(Work required)
Copy out the entries below, from the line containing "task | put a marker on each instance of the red" to the line containing "x=286, y=575", both included, with no change to any character.

____________________

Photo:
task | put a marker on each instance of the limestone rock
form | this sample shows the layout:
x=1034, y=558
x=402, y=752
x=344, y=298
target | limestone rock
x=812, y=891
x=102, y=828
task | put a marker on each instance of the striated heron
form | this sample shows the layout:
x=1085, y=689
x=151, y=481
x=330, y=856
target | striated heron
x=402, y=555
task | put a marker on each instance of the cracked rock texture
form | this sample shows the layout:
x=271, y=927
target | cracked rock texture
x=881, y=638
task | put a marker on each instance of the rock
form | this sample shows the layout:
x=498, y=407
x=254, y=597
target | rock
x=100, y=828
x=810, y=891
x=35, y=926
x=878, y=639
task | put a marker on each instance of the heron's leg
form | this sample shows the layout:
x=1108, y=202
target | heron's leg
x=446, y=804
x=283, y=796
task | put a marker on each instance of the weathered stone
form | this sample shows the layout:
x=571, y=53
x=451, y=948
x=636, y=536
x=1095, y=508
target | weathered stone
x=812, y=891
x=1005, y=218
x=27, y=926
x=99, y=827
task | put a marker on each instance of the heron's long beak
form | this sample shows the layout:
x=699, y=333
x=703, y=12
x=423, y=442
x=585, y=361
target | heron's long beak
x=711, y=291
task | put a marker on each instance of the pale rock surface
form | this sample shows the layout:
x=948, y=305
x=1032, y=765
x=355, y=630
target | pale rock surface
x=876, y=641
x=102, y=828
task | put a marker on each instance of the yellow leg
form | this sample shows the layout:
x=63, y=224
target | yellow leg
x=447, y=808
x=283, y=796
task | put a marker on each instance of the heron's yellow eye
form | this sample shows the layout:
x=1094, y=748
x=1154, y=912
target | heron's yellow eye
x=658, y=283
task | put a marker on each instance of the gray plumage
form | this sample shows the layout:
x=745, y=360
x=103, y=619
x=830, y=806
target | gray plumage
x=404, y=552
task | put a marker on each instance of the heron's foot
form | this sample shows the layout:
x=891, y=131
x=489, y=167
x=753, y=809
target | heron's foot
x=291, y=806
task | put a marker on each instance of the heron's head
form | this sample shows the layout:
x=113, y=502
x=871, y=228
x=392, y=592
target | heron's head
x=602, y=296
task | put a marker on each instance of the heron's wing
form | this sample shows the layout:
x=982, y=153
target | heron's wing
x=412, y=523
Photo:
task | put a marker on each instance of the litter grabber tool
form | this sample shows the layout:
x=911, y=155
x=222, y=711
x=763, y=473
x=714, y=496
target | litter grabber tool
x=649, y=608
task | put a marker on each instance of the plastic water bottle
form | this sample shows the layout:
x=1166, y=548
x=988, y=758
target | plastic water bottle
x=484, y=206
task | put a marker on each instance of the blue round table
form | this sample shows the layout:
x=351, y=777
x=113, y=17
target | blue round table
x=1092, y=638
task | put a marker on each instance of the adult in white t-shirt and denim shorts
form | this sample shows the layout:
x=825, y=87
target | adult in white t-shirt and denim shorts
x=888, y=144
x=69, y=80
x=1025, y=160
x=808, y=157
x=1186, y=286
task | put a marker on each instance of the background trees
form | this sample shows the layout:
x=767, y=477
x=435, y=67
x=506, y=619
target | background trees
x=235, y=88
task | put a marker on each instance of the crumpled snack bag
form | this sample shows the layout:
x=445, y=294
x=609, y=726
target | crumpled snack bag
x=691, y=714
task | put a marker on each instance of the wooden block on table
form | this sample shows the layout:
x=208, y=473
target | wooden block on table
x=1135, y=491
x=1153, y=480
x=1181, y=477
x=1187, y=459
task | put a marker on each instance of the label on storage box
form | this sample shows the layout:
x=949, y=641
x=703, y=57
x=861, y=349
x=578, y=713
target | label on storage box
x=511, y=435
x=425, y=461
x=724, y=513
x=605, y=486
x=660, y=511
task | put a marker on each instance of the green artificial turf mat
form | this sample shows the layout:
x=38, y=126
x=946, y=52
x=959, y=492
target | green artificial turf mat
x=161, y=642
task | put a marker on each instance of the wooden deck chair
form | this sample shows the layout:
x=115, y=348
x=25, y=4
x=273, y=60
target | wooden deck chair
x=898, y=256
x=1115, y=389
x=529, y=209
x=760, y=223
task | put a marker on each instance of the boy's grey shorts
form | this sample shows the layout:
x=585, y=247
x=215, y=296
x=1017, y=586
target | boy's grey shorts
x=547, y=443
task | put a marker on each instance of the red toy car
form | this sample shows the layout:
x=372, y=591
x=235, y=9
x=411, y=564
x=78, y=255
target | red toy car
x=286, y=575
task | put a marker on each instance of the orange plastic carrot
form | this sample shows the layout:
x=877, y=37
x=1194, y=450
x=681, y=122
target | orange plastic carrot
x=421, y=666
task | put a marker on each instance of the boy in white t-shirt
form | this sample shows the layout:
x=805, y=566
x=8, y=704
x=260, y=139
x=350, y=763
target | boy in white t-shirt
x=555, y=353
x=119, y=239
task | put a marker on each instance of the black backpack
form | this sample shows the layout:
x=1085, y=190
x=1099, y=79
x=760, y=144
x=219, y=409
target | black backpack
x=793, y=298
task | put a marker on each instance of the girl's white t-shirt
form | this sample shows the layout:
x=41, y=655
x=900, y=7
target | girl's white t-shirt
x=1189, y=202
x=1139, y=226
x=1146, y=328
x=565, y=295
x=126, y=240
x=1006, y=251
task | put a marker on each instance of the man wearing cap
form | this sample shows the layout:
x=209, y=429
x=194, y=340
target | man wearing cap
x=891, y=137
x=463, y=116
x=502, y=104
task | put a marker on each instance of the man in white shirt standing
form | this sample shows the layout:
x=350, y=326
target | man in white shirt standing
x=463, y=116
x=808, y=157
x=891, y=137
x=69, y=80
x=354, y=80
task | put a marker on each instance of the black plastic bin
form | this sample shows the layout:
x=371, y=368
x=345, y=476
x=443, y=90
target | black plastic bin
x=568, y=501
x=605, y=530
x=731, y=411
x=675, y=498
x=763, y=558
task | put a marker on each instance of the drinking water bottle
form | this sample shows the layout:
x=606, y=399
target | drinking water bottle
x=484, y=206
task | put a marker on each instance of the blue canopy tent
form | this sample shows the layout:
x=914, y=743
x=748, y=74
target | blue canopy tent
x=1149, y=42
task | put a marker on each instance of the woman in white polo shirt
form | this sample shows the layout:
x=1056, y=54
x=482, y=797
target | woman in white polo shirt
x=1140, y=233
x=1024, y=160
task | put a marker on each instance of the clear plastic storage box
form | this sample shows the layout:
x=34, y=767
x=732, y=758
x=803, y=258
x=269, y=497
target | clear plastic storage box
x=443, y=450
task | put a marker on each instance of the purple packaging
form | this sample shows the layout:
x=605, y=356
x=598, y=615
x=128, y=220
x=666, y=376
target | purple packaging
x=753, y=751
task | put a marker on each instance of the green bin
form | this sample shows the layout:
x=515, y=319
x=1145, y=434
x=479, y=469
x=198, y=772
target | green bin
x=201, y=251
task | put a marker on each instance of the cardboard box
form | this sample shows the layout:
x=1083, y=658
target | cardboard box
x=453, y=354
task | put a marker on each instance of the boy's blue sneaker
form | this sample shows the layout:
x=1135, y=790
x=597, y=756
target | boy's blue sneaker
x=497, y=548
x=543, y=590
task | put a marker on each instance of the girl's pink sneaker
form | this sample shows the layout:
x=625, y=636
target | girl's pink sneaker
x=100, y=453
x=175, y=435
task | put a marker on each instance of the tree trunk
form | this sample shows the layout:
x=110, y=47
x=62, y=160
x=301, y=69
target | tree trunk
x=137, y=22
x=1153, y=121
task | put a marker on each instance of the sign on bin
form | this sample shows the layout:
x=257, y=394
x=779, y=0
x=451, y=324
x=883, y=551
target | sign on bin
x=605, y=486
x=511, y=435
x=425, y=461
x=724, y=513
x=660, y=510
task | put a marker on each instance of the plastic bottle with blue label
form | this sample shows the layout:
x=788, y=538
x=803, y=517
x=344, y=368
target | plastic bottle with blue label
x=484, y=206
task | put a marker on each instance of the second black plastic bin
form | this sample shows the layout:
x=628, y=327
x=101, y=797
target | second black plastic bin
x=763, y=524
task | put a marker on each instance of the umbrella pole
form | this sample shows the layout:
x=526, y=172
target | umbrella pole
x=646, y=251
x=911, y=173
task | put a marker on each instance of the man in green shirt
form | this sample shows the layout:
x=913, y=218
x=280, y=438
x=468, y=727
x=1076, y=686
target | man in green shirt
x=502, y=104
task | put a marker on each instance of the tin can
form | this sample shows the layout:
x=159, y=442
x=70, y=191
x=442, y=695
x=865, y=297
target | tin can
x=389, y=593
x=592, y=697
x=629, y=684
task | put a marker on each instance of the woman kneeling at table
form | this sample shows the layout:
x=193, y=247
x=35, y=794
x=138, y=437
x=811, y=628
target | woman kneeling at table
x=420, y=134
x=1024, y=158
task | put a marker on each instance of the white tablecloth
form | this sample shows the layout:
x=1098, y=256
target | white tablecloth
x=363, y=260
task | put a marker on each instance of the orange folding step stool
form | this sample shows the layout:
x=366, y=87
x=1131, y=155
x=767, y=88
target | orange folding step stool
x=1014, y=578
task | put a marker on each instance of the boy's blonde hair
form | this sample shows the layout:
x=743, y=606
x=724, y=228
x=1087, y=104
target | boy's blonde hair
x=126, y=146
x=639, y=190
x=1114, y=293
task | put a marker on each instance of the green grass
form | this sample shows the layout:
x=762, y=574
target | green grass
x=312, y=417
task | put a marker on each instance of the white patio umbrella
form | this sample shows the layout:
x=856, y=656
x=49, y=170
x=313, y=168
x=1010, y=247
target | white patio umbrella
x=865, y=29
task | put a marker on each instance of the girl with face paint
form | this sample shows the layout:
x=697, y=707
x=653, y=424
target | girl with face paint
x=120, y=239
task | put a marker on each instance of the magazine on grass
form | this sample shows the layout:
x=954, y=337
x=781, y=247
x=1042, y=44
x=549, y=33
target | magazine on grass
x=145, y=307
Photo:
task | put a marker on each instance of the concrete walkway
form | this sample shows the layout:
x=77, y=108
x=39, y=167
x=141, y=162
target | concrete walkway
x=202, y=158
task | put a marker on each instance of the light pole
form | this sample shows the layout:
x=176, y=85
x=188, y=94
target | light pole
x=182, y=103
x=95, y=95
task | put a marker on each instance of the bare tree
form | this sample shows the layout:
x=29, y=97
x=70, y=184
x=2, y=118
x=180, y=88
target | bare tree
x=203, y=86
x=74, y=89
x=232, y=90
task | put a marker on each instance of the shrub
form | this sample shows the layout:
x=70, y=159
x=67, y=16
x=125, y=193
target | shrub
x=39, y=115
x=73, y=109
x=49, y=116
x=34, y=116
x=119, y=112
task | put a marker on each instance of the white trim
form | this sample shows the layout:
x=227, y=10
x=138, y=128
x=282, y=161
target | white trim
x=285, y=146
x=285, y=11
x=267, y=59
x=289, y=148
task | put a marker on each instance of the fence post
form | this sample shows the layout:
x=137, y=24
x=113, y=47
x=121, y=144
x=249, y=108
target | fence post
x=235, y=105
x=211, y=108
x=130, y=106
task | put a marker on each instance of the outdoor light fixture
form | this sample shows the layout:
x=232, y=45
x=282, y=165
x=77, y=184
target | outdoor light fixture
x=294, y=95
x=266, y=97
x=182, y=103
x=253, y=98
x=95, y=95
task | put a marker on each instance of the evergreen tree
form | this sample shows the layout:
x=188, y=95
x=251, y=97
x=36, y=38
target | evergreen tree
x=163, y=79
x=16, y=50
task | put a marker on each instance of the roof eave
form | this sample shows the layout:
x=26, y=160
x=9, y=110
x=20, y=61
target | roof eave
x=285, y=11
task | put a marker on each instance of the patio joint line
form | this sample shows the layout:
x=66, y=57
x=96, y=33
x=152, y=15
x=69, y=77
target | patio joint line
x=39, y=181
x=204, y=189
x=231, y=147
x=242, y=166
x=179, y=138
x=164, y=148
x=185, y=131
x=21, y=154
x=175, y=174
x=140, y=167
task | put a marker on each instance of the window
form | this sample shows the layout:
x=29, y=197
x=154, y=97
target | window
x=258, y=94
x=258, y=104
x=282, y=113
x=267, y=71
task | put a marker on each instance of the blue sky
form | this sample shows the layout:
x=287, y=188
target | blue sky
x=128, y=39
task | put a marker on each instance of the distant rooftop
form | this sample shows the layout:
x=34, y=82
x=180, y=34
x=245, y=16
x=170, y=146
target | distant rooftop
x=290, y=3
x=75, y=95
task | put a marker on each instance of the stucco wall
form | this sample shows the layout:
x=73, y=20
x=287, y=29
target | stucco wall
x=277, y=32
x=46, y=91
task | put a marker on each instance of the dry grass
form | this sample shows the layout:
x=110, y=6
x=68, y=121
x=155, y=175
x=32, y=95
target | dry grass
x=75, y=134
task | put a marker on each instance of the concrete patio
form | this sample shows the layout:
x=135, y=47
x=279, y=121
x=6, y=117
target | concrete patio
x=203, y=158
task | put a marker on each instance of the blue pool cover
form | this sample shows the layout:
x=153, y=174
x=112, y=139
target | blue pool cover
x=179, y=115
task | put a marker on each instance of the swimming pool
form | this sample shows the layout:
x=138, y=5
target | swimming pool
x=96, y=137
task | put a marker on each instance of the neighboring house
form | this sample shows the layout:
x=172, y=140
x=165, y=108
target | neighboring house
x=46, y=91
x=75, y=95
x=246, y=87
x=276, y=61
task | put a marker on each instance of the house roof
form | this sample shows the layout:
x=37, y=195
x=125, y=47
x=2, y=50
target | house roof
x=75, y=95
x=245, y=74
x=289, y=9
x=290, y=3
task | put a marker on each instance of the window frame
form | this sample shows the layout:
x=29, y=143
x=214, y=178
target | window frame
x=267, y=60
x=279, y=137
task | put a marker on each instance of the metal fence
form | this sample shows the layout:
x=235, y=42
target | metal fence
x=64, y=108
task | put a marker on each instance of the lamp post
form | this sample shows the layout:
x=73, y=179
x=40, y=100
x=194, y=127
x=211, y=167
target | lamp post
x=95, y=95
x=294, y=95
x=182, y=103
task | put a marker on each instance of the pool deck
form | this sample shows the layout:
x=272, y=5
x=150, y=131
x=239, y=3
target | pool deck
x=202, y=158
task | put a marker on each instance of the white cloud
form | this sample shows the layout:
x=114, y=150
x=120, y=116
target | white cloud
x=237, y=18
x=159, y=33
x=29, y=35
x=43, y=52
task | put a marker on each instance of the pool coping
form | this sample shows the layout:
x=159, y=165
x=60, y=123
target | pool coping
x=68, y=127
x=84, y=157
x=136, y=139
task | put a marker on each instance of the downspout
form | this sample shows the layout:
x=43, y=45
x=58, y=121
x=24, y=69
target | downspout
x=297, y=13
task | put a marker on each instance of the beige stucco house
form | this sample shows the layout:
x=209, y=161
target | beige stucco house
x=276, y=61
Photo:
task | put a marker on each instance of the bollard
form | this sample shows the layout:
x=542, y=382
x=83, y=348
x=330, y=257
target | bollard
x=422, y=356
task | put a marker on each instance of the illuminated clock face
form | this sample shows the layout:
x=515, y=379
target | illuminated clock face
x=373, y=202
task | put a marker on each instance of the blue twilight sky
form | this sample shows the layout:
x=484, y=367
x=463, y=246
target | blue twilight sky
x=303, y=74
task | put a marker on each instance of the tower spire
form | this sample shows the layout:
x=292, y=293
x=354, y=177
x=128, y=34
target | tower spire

____________________

(Output for this task)
task | put a marker on each instance of the red toy car
form | this sample shows the layout:
x=372, y=591
x=235, y=9
x=411, y=564
x=78, y=255
target | red toy car
x=286, y=575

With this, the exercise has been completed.